··· DOCUMENT SEGMENT

Born in Salisbury and
educated for a time in Oxford, Massinger began working as a playwright soon
after arriving in London in 1606. The author of more than thirty plays, he
collaborated with Fletcher in many but he also worked with Field, Daborne,
Tourneur, and Dekker, as well as writing alone. He wrote regularly for the
King's Men from 1613 until 1623 and after the death of Fletcher he became their
chief writer for the rest of his life.
Massinger, like
Middleton, was not afraid to write about forbidden topics, including
Catholicism, Spain, and royal favourites. Massinger shows close acquaintance
with the works of Shakespeare and some wonder if it was not Massinger, rather
than Fletcher or Middleton, who collaborated with Shakespeare at the end of his
career in Henry VIII and The Two Noble Kinsmen.

······
··· LISTING

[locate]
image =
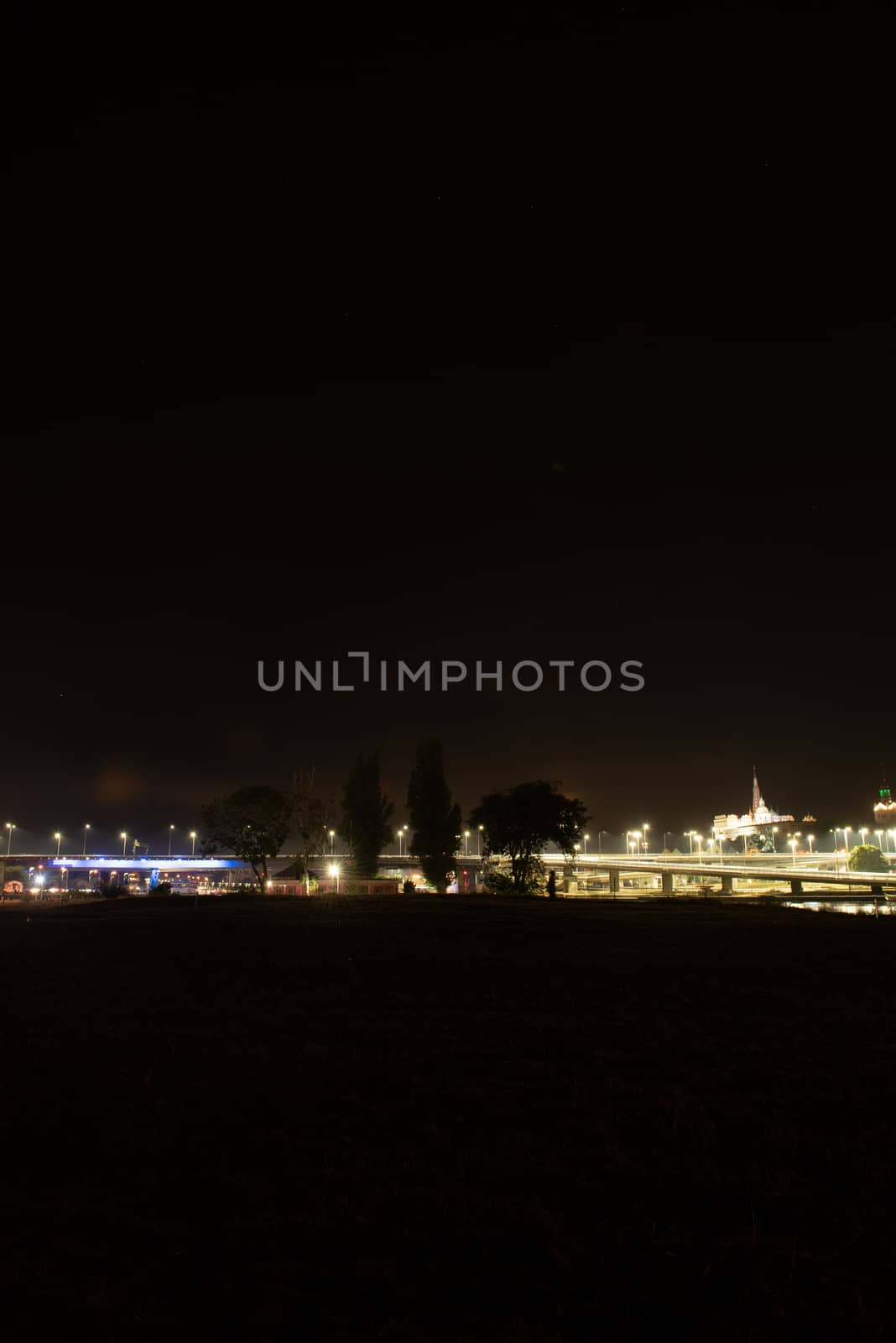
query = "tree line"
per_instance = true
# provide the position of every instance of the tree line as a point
(515, 823)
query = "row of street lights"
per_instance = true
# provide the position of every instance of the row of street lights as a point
(122, 836)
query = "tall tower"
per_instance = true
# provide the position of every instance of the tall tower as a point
(884, 807)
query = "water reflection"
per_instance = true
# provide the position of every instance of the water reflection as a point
(840, 907)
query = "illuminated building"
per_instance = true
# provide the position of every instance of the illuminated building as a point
(758, 819)
(884, 807)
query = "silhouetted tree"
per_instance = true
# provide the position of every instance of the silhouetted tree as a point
(435, 819)
(521, 821)
(251, 823)
(310, 821)
(867, 857)
(365, 816)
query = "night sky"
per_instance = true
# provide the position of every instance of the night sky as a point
(492, 339)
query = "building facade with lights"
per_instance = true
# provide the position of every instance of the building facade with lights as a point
(755, 821)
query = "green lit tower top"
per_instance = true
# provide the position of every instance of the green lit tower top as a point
(884, 807)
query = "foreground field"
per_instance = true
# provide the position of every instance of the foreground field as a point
(447, 1119)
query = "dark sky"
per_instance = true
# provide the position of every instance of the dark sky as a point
(524, 337)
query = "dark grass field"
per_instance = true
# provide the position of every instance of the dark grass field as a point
(447, 1119)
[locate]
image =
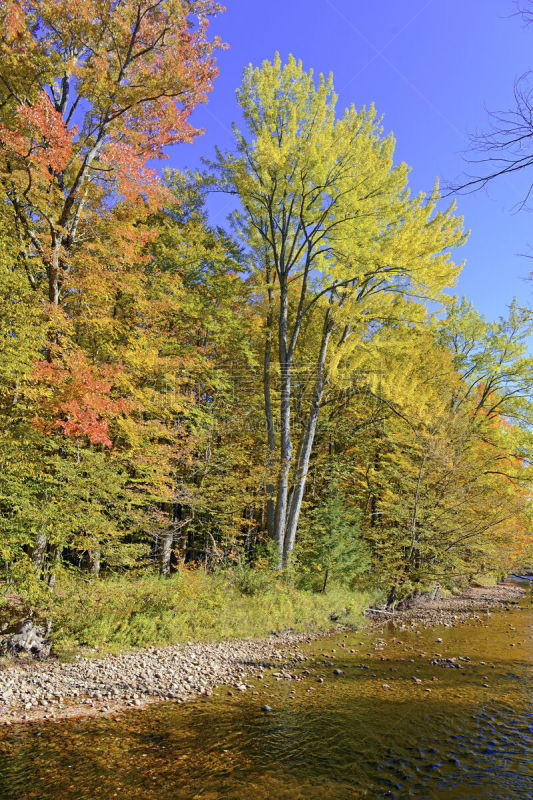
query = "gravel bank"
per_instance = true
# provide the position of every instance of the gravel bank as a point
(449, 611)
(51, 690)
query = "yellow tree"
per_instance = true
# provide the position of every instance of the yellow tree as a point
(329, 224)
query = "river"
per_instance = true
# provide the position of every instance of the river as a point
(392, 724)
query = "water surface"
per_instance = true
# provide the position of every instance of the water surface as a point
(466, 736)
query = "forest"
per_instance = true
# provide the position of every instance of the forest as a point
(296, 401)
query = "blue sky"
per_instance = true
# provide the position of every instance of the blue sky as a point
(432, 68)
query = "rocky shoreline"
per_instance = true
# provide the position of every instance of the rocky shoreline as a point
(51, 690)
(452, 610)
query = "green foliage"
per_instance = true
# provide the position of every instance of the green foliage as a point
(331, 548)
(149, 610)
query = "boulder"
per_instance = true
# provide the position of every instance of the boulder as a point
(26, 637)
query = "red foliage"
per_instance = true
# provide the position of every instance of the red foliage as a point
(76, 399)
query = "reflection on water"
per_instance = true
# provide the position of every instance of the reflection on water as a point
(466, 736)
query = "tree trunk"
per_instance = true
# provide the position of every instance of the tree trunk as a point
(39, 551)
(270, 502)
(306, 447)
(93, 563)
(165, 551)
(285, 422)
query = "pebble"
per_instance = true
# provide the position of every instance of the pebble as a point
(176, 672)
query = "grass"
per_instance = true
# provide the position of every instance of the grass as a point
(114, 614)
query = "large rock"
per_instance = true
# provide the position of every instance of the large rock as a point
(26, 637)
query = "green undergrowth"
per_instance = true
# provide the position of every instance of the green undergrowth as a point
(113, 614)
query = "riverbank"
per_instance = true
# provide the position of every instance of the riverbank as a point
(453, 609)
(51, 690)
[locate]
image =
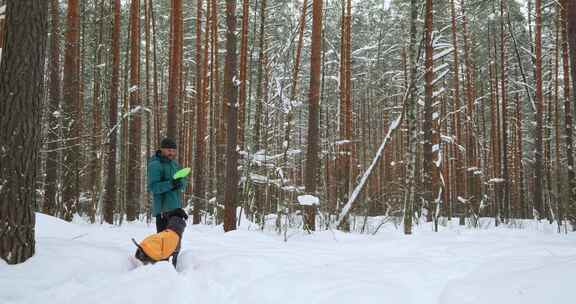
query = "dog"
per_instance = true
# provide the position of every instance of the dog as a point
(160, 246)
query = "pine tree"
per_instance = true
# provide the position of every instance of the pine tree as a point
(21, 87)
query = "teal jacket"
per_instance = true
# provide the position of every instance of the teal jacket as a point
(160, 172)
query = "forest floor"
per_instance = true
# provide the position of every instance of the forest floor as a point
(83, 263)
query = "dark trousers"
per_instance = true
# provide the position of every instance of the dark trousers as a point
(161, 225)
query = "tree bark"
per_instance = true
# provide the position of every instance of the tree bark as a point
(21, 87)
(571, 37)
(538, 149)
(201, 123)
(175, 69)
(110, 191)
(133, 188)
(230, 95)
(51, 196)
(71, 102)
(312, 160)
(410, 112)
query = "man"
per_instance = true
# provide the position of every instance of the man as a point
(166, 190)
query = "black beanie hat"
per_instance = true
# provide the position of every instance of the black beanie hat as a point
(168, 143)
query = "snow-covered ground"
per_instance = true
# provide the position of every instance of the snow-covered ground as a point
(82, 263)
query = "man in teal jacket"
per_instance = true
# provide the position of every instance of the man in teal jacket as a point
(166, 191)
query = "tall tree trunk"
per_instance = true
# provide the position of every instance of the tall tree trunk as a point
(51, 200)
(456, 121)
(21, 87)
(175, 68)
(295, 74)
(110, 191)
(95, 161)
(71, 102)
(199, 176)
(471, 191)
(230, 95)
(571, 37)
(134, 163)
(243, 72)
(429, 166)
(538, 149)
(503, 87)
(520, 164)
(312, 160)
(261, 78)
(344, 147)
(412, 136)
(157, 113)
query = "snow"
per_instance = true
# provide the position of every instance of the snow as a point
(88, 264)
(308, 200)
(368, 172)
(496, 180)
(443, 53)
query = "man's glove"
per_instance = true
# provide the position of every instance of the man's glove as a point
(177, 184)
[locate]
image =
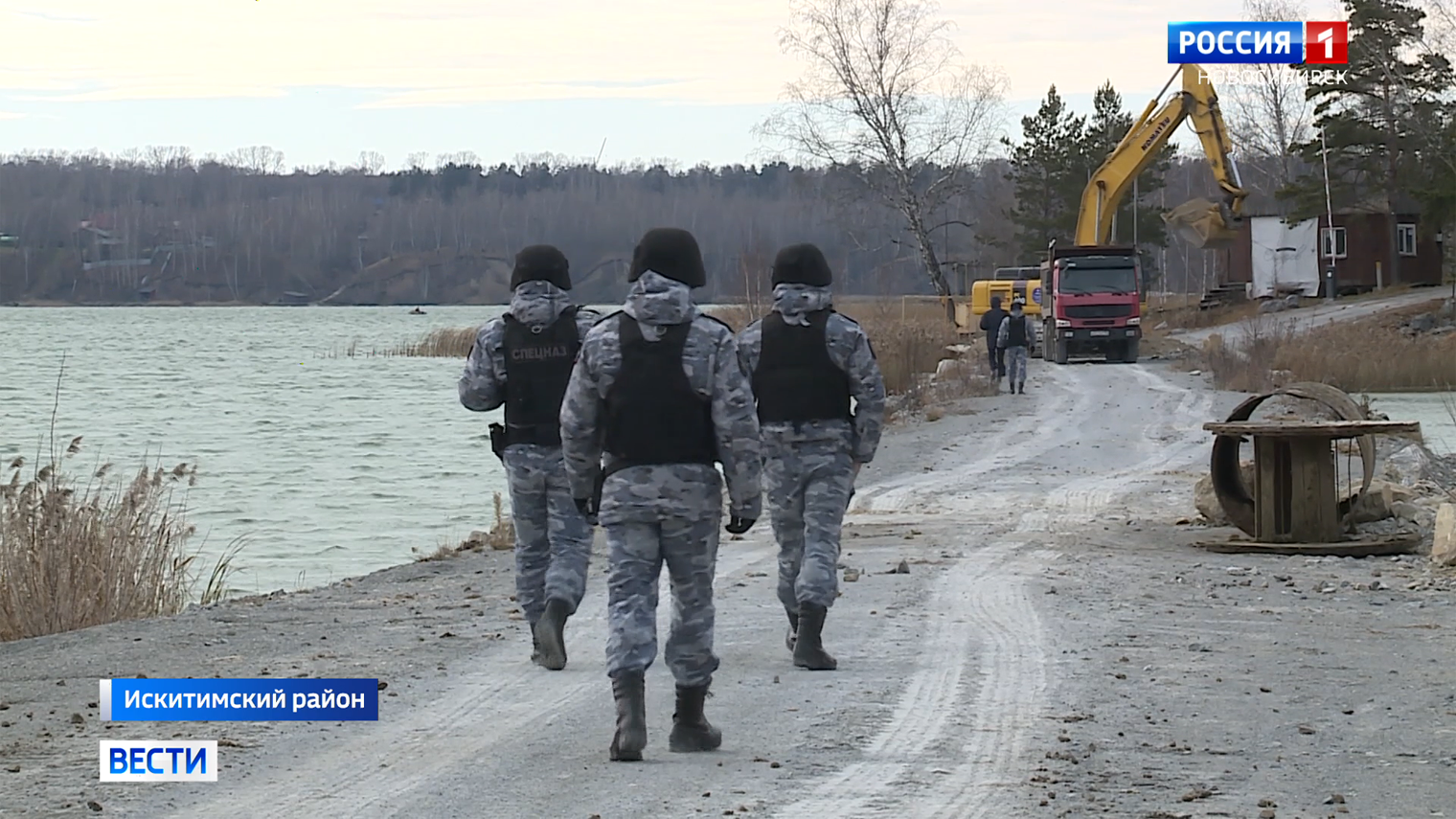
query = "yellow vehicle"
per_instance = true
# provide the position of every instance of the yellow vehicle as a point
(1010, 283)
(1201, 222)
(1094, 293)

······

WORK TO COMPLETE ->
[1] In the text about Massinger, which company did he write for regularly from 1613 until 1623?
[2] Repeat the text about Massinger from "Massinger, like" up to and including "Two Noble Kinsmen.".
[3] Write the next part of the text about Massinger, picking up after its last sentence.

SET OF ANSWERS ->
[1] The King's Men.

[2]
Massinger, like
Middleton, was not afraid to write about forbidden topics, including
Catholicism, Spain, and royal favourites. Massinger shows close acquaintance
with the works of Shakespeare and some wonder if it was not Massinger, rather
than Fletcher or Middleton, who collaborated with Shakespeare at the end of his
career in Henry VIII and The Two Noble Kinsmen.

[3]
Few of Massinger's many
plays are now read or studied, with the exception of his comedy A New Way to
Pay Old Debts (c. 1621), which has been much admired since Garrick revived
it in the 18th century. It is still produced; the central character Sir Giles
Overreach is a usurer and extortioner of tremendous power who prefigures the
Victorian taste for melodramatic villains. Both it and The City Madame
(perhaps 1632) are based on earlier plays to which Massinger has brought new
life by creating monstrous characters of his own. Like the Augustans of the
18th century, Massinger's satire seems aimed at the vulgar city rich whose
pretensions threaten the role of the traditional rural aristocracy in maintaining
virtue.
Thomas Heywood (1573 - 1641)
Born in Lincolnshire,
Thomas Heywood was already writing for Henslowe by 1596 and from 1598 he was
himself acting in the Admiral's Men as well. Later he joined the more popular
companies at the Red Bull and Cockpit theatres. His active life therefore spans
the entire period, and it was very active. He claimed to have written or helped
write 220 plays (35 survive). He also wrote masques, poetry, composed a
treatise
in favour of the theatre
in An Apology for Actors (1612), as well as writing a number of
anti-Catholic and other prose works. He also translated Ovid's De Arte
Amandi.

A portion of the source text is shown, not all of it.